▸ **YOUR INSTRUCTIONS**: Give only the number of lines in the data below that contain the word "shirt".

▸ **RECORDS FOR THE TASK**:

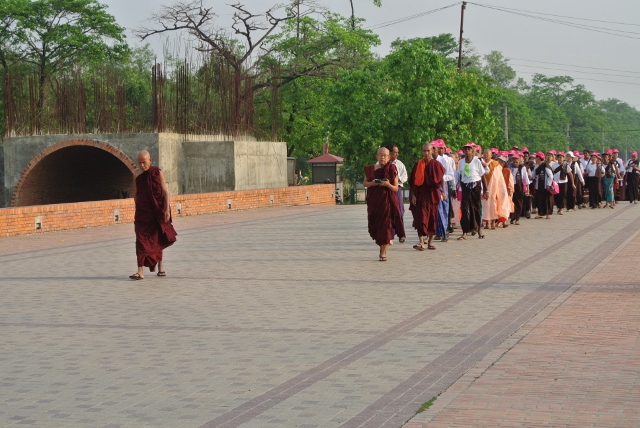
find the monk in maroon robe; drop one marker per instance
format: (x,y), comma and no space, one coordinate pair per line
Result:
(427,190)
(152,221)
(383,210)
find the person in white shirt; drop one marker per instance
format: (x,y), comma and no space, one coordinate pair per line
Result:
(449,181)
(543,180)
(619,183)
(562,175)
(633,172)
(394,151)
(471,176)
(521,187)
(574,187)
(594,171)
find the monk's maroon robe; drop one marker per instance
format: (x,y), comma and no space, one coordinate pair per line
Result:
(383,211)
(153,234)
(425,211)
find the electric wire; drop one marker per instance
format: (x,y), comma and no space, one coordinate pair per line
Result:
(603,30)
(570,17)
(570,65)
(576,71)
(585,78)
(410,17)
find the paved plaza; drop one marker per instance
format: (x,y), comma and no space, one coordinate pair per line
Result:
(284,317)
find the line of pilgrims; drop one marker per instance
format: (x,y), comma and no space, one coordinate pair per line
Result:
(478,189)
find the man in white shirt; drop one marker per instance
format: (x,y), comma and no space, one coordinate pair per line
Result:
(444,219)
(620,195)
(521,184)
(594,171)
(394,151)
(471,176)
(562,175)
(574,188)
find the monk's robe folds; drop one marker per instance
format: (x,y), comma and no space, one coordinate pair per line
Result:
(153,234)
(383,210)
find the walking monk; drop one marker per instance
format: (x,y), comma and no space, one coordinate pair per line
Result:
(383,209)
(152,221)
(427,190)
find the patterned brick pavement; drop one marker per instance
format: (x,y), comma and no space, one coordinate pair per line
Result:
(275,318)
(574,364)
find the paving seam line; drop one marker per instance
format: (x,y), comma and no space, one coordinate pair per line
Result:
(267,400)
(469,378)
(73,248)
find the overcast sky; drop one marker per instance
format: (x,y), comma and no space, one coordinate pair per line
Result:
(534,42)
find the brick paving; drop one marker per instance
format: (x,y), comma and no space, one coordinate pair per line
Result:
(285,318)
(574,364)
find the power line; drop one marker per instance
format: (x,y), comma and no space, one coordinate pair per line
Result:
(577,71)
(585,78)
(410,17)
(572,17)
(570,65)
(566,23)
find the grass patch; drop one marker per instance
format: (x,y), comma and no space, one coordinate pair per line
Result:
(426,405)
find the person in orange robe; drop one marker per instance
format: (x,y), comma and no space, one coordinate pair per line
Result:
(427,190)
(152,220)
(383,210)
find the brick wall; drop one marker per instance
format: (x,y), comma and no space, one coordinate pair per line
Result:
(22,220)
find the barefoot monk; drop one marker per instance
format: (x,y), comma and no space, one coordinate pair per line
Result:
(152,222)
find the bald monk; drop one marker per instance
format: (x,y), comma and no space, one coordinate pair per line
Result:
(383,209)
(427,190)
(152,221)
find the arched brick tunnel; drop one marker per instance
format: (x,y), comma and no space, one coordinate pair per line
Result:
(75,173)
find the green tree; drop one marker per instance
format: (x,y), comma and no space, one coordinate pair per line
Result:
(55,35)
(498,68)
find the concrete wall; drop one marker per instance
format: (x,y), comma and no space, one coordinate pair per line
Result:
(208,166)
(3,191)
(260,165)
(169,154)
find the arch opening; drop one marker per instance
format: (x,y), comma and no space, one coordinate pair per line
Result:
(76,174)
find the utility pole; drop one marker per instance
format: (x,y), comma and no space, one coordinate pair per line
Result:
(506,124)
(464,6)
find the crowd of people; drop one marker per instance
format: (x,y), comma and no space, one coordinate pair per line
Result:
(475,189)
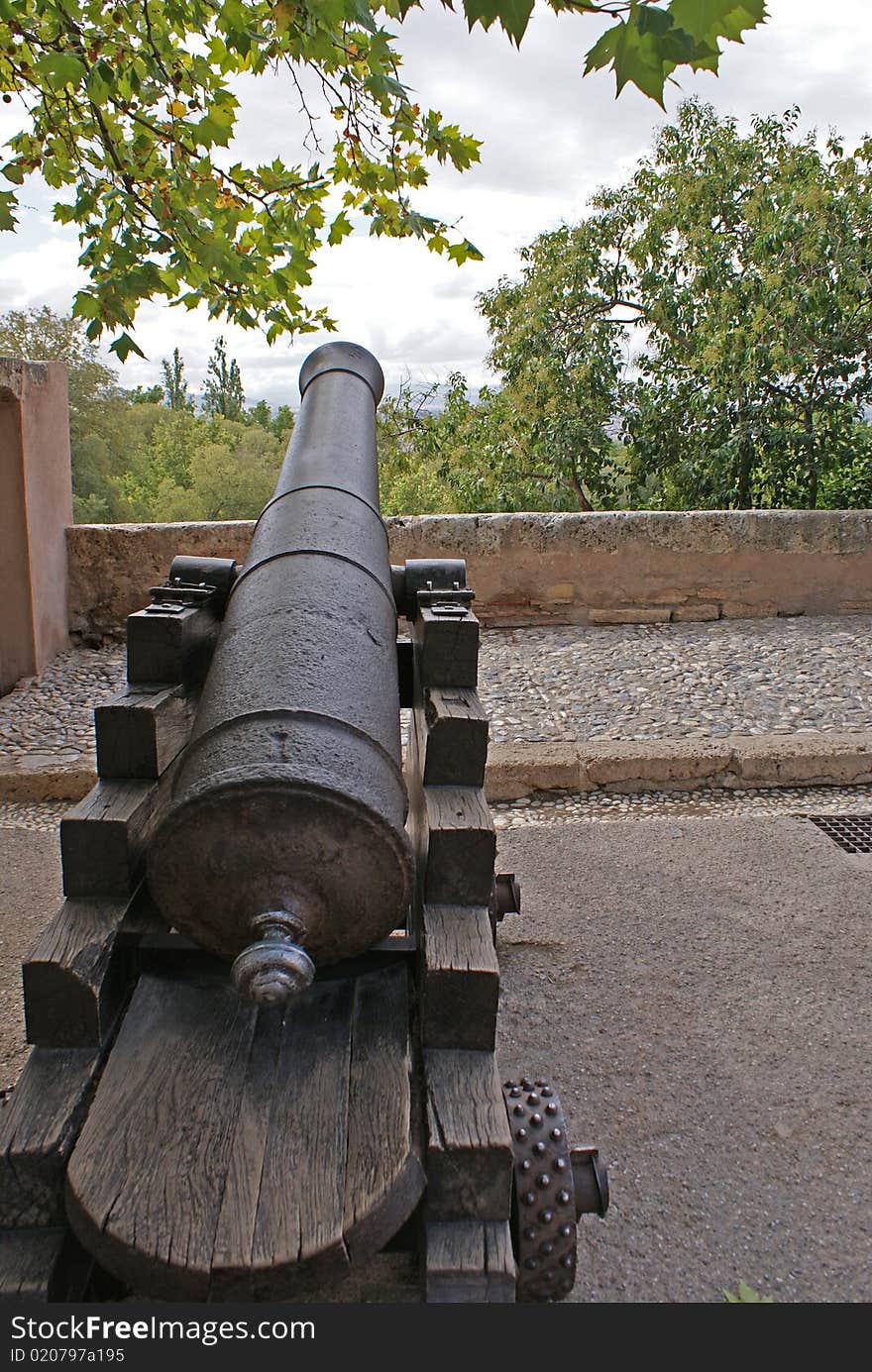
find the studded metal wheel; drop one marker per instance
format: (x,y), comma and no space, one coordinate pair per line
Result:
(544,1194)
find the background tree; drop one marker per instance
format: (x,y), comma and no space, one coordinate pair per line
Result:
(127,111)
(223,392)
(559,342)
(174,384)
(740,267)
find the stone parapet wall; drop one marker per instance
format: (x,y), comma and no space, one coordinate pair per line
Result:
(610,569)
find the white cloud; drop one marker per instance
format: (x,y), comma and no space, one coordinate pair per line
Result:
(551,138)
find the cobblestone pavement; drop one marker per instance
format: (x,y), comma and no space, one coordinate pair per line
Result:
(570,807)
(625,683)
(661,681)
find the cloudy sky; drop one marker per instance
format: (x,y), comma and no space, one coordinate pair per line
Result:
(550,140)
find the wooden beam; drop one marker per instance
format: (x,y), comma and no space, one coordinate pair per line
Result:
(39,1126)
(469,1140)
(103,838)
(80,970)
(454,726)
(445,648)
(141,731)
(170,647)
(29,1264)
(469,1261)
(460,979)
(462,847)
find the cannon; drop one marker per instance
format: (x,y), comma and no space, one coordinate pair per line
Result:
(264,1016)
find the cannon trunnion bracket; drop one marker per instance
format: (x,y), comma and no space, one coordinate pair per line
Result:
(264,1016)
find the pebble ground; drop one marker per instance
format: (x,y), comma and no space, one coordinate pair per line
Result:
(622,683)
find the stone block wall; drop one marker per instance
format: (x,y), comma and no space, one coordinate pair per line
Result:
(36,505)
(610,569)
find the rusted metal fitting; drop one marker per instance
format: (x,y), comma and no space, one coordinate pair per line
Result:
(591,1182)
(273,969)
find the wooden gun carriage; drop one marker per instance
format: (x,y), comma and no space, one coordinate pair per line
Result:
(185,1133)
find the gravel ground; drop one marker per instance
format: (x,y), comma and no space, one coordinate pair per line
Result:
(630,683)
(698,993)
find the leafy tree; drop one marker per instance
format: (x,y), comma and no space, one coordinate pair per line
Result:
(201,468)
(174,384)
(146,395)
(739,264)
(283,423)
(128,110)
(260,414)
(561,349)
(223,392)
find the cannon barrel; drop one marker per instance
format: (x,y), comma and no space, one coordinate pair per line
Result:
(284,843)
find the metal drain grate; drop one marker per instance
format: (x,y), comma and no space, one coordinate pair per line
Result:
(853,833)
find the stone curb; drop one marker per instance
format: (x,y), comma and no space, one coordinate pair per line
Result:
(516,769)
(737,762)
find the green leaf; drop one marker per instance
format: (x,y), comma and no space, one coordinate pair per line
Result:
(338,229)
(513,15)
(724,18)
(603,50)
(60,68)
(652,20)
(123,348)
(7,210)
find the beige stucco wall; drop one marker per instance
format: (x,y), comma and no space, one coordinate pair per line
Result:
(562,569)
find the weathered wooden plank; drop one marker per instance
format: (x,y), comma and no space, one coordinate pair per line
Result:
(460,977)
(469,1142)
(29,1264)
(455,729)
(103,838)
(146,1179)
(462,847)
(171,647)
(301,1205)
(234,1243)
(80,970)
(217,1160)
(382,1153)
(39,1124)
(445,648)
(141,731)
(469,1261)
(405,670)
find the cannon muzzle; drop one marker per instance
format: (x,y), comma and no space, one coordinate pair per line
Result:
(284,845)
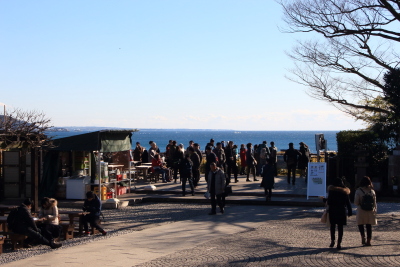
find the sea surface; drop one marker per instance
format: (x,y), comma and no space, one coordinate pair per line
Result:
(281,138)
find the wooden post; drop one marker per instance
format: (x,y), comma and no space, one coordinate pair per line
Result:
(35,179)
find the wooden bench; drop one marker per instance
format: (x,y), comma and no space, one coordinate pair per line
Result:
(17,240)
(2,238)
(67,230)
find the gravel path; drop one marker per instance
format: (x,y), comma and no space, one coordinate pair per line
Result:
(119,222)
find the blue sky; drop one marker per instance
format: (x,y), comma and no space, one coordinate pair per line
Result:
(156,64)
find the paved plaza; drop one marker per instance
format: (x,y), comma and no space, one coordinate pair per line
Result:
(183,234)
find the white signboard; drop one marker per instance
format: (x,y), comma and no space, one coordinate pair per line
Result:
(316,180)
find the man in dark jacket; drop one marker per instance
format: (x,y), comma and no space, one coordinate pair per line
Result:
(219,151)
(196,166)
(291,157)
(231,162)
(210,158)
(186,174)
(25,225)
(92,205)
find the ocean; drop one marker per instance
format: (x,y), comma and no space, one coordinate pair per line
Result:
(281,138)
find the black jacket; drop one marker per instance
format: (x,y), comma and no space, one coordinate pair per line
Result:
(93,206)
(186,168)
(338,204)
(24,220)
(195,160)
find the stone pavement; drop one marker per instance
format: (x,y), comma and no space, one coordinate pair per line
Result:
(243,236)
(249,193)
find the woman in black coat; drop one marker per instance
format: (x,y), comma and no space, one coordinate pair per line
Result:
(338,204)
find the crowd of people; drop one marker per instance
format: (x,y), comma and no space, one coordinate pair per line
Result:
(338,201)
(260,160)
(339,208)
(45,229)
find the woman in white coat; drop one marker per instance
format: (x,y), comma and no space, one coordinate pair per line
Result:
(366,209)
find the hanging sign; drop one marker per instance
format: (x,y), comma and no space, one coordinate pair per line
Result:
(316,180)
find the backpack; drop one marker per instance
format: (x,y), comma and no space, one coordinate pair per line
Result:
(367,201)
(12,218)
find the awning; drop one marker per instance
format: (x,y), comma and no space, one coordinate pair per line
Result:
(103,141)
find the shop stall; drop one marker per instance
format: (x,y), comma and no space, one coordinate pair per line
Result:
(99,161)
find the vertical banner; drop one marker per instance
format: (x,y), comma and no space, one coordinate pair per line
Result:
(316,180)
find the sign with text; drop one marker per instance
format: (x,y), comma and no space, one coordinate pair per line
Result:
(316,180)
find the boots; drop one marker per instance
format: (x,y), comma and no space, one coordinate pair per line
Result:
(54,245)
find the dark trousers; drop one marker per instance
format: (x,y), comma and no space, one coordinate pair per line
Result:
(33,236)
(268,192)
(369,230)
(50,231)
(196,176)
(292,170)
(176,169)
(251,168)
(162,172)
(206,174)
(184,179)
(232,167)
(217,199)
(275,168)
(340,232)
(93,220)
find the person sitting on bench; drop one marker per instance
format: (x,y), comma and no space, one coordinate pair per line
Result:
(25,225)
(93,206)
(50,227)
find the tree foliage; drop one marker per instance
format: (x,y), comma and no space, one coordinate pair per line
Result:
(24,129)
(360,43)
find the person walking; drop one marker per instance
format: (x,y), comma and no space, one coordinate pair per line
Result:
(177,158)
(196,166)
(291,157)
(338,202)
(268,181)
(231,161)
(274,156)
(251,163)
(303,160)
(216,183)
(186,174)
(365,200)
(242,154)
(210,158)
(137,152)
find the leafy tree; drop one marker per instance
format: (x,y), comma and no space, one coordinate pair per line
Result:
(359,44)
(24,129)
(388,125)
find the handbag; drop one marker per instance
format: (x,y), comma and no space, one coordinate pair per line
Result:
(228,190)
(324,217)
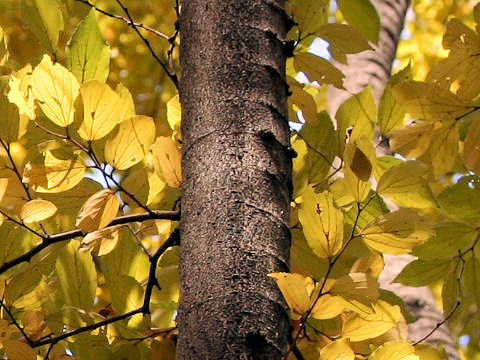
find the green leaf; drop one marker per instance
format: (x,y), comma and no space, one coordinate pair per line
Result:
(77,277)
(451,237)
(359,112)
(390,112)
(88,55)
(318,69)
(44,18)
(397,232)
(308,14)
(406,185)
(362,15)
(423,272)
(462,200)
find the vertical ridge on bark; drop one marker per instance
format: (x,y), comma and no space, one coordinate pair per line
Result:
(236,180)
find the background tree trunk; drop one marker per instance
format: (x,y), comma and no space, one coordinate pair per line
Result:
(373,68)
(236,180)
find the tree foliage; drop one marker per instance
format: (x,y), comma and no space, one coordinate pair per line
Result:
(90,175)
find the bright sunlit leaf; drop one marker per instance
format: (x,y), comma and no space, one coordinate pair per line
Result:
(37,210)
(55,89)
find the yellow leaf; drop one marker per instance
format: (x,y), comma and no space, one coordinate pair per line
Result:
(305,102)
(174,113)
(37,210)
(406,185)
(444,149)
(322,223)
(3,48)
(428,352)
(130,144)
(168,161)
(318,69)
(308,14)
(296,290)
(337,350)
(3,187)
(98,211)
(397,232)
(413,140)
(103,240)
(17,350)
(394,351)
(362,327)
(327,307)
(471,148)
(55,89)
(20,92)
(356,286)
(54,175)
(101,110)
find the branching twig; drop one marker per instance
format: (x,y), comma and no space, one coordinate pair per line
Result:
(56,339)
(125,20)
(174,239)
(52,239)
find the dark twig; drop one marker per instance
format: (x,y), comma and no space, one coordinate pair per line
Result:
(125,20)
(174,239)
(52,239)
(15,323)
(56,339)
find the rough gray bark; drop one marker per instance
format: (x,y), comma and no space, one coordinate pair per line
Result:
(374,68)
(236,180)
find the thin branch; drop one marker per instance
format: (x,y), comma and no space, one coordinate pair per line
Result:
(56,339)
(125,20)
(52,239)
(15,323)
(174,239)
(172,76)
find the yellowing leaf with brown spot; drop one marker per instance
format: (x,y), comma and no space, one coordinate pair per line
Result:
(322,223)
(3,48)
(394,351)
(20,92)
(130,144)
(356,286)
(98,211)
(471,148)
(318,69)
(406,185)
(327,307)
(174,113)
(429,101)
(17,350)
(296,290)
(397,232)
(55,89)
(54,175)
(444,149)
(103,240)
(362,327)
(168,161)
(101,110)
(3,187)
(37,210)
(413,140)
(337,350)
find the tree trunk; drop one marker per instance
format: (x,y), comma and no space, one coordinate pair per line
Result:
(236,180)
(374,68)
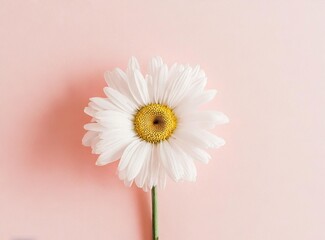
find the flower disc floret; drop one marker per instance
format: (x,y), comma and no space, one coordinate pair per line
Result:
(155,122)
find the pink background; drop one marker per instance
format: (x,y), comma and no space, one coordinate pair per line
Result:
(266,58)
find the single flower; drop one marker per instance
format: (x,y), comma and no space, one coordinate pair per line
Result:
(152,123)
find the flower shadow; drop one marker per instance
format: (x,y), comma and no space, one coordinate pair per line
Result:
(58,147)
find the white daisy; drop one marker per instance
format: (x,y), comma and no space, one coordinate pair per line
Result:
(152,123)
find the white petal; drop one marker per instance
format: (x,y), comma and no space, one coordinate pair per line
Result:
(138,87)
(170,162)
(178,88)
(185,160)
(119,100)
(113,152)
(96,127)
(155,65)
(140,156)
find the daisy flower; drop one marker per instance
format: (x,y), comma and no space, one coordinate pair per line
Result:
(152,123)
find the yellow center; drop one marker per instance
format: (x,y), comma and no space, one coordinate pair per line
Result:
(155,122)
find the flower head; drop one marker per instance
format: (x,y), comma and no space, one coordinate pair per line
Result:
(152,123)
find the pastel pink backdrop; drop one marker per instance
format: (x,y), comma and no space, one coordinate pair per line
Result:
(266,58)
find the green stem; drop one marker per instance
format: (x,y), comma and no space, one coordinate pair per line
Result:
(154,213)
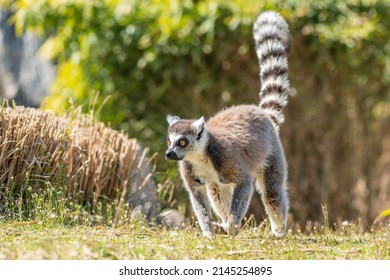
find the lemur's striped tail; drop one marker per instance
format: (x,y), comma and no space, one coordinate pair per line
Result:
(273,40)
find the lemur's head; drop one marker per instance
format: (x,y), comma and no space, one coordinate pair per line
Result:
(184,137)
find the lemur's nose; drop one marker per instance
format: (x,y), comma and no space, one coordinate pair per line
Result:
(169,154)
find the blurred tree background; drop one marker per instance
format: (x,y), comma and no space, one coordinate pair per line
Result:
(141,59)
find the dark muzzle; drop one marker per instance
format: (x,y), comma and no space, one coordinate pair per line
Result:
(171,155)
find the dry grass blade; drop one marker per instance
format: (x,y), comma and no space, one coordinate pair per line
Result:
(82,156)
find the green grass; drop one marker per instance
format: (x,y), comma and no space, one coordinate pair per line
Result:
(32,240)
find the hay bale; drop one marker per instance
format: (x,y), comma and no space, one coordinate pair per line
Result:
(87,158)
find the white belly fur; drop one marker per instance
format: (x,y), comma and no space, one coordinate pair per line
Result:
(219,194)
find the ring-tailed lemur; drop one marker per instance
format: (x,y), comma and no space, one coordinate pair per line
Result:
(223,159)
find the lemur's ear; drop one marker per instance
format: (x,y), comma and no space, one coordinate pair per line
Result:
(172,119)
(198,125)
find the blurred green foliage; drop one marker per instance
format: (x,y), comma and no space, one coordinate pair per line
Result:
(191,58)
(158,56)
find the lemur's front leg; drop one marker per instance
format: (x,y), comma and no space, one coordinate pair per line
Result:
(197,192)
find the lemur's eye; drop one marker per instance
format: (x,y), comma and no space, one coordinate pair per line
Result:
(182,143)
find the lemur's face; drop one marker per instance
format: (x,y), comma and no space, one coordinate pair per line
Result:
(184,137)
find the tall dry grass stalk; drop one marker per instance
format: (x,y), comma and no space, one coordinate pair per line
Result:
(89,160)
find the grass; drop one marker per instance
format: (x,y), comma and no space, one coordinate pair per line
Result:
(32,240)
(47,211)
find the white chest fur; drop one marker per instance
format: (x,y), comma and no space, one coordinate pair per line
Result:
(219,194)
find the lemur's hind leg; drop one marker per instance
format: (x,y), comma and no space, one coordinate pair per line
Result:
(272,186)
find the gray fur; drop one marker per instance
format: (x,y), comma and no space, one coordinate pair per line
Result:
(223,159)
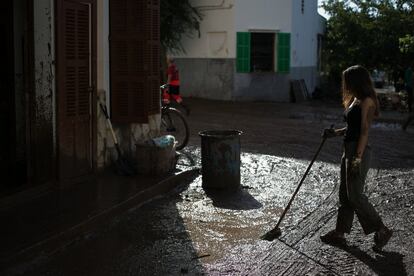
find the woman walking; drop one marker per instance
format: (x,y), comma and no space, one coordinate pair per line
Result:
(361,107)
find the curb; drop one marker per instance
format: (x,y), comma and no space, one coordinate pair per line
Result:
(58,241)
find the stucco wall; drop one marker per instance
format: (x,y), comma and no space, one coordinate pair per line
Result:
(206,78)
(20,100)
(44,128)
(261,87)
(304,42)
(127,134)
(263,15)
(217,37)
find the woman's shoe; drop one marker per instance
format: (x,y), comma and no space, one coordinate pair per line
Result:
(334,238)
(381,238)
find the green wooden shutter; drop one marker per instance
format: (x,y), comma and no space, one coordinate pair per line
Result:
(283,53)
(243,52)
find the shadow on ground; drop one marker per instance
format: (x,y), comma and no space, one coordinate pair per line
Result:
(233,200)
(149,240)
(385,264)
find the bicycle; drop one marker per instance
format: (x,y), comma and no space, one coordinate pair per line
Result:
(173,122)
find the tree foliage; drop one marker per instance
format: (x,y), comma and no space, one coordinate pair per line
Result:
(368,32)
(177,18)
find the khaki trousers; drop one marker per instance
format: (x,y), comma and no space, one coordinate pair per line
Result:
(351,194)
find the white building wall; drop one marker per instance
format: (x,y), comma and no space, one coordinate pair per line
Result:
(217,35)
(305,28)
(306,25)
(272,15)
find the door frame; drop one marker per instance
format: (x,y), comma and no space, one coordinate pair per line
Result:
(59,84)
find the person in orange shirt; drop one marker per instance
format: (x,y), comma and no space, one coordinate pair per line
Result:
(173,81)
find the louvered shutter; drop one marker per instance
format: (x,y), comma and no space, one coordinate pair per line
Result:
(243,52)
(74,89)
(283,53)
(134,50)
(152,55)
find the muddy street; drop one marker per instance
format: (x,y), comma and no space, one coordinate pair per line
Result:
(192,232)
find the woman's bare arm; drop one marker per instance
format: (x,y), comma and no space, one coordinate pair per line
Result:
(367,115)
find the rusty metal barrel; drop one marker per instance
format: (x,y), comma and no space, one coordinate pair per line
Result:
(220,159)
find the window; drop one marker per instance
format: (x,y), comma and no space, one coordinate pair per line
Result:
(263,52)
(134,57)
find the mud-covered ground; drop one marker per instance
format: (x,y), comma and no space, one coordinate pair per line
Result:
(191,232)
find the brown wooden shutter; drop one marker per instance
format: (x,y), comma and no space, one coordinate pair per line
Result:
(152,33)
(134,50)
(74,89)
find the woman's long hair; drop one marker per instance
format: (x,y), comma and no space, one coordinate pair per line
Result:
(356,82)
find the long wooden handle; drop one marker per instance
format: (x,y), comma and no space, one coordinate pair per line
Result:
(300,183)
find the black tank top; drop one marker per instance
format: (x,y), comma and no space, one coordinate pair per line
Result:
(353,119)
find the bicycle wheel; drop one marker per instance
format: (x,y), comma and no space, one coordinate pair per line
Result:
(173,123)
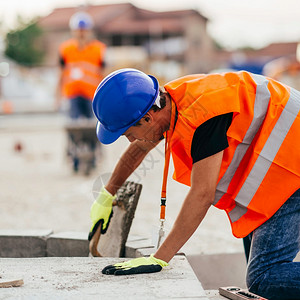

▸ **TASK OUTPUT**: 3